THE REQUEST:
Can you rewrite the data from the line with "of the soil" through the end of the data, putting "hazy" in place of "blurred" and leaving everything else the same?

+++

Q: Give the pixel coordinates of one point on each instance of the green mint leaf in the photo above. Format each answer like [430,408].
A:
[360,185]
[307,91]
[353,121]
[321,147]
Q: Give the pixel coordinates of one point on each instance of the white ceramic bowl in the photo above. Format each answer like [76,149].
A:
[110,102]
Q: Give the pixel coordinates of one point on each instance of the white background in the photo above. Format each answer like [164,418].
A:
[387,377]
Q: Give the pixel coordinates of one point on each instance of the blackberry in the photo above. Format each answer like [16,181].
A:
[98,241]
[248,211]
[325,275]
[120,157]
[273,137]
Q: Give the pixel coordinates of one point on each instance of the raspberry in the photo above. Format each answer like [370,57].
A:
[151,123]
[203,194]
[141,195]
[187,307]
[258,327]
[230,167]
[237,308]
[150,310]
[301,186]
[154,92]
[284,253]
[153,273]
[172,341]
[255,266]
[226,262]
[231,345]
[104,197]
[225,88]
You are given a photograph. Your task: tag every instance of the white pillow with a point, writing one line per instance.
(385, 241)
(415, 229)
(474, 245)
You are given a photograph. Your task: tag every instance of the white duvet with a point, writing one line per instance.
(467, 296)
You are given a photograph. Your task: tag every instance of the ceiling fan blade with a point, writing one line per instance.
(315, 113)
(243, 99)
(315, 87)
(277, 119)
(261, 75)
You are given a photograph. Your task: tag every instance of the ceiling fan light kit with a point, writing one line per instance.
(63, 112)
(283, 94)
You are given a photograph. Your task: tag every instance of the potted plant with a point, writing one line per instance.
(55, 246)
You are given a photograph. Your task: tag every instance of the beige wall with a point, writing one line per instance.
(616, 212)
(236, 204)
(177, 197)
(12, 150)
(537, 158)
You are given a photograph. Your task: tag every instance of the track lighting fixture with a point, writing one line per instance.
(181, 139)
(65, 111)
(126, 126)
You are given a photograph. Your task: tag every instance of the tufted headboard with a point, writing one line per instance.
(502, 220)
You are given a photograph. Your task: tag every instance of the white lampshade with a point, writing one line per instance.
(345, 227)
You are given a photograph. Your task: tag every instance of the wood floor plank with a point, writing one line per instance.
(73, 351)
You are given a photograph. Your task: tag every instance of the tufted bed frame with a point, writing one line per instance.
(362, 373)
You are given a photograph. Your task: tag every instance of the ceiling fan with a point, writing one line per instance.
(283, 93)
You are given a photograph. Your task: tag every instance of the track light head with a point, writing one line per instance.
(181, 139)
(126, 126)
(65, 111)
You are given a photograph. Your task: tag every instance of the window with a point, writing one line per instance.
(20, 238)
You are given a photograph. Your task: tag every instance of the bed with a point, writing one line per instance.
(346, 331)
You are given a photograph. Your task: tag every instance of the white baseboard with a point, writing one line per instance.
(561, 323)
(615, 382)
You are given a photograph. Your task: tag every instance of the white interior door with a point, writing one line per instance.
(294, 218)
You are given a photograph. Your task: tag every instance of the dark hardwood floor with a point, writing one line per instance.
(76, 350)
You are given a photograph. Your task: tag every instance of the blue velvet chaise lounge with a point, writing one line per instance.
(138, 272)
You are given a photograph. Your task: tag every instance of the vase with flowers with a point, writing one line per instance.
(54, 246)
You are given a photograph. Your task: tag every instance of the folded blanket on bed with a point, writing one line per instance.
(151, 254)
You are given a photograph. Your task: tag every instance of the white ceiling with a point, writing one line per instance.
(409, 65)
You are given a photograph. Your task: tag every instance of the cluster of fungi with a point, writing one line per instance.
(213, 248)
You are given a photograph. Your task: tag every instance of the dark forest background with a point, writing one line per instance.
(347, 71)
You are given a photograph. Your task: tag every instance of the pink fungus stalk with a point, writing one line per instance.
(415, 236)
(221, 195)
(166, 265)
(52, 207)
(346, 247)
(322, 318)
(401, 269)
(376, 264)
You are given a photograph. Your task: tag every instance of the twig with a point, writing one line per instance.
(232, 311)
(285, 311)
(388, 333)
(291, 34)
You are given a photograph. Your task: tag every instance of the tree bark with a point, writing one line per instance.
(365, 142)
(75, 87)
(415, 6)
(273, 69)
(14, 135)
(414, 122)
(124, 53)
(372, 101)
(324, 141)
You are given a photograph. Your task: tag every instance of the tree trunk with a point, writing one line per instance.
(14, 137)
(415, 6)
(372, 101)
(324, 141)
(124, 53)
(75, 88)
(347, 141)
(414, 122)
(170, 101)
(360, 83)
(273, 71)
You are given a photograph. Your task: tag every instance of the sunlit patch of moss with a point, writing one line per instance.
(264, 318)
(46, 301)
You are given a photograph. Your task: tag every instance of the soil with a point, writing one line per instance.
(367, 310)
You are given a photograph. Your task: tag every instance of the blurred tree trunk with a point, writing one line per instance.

+++

COMPLETED EXERCISE:
You are given a photograph. Your task: tag every instance of the soil with a point, writing one line per instance.
(367, 310)
You are given a photograph. Your task: tag every instance of the hazy tree trunk with a point, writing one line per instance.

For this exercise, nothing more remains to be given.